My professor sent us this little one liner (ok, I had to format it to 2 lines to fit in this blog. You know what I mean) which prints out the current directory tree:

ls -R | grep ":$" | sed -e 's/:$//' -e 's/[^-][^\/]*\//--/g' \
-e 's/^/ /' -e 's/-/|/'

What’s going on here?

  • ls -R — list files and directories recursively
  • grep ":$" — find lines with : at the end (so only the directories)
  • sed -e — evaluate expressions on the lines
  • s/:$// — remove ‘:’ at the end of the line
  • s/[^-][^\/]*\//--/g — replaces text between / / lines (parent directories) with — , globally on each line
  • s/^/ / — add space at the beginning of the lines
  • s/-/|/ — replace first – of the line with |

I reduced this using the following command. The most notable difference is that I use find instead of ls, which results in also viewing .hidden directories. I’m not sure which command is faster.

★ ★ ★

#### Task to carry out
In two sentences, what does the directory-tree text say? The data comes from a different source than the directory-tree text.

#### Data extract
★ ★ ★

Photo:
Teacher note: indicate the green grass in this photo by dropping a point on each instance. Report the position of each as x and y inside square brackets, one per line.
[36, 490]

★ ★ ★

#### Response to this exercise
A professor's one-liner prints the current directory tree by piping ls -R through grep to keep only directory lines, then through sed expressions that strip the trailing colon, replace parent directory names with dashes, add a leading space, and turn the first dash into a pipe. The author reduced it to a command that uses find instead of ls, which also shows hidden directories, but isn't sure which command is faster.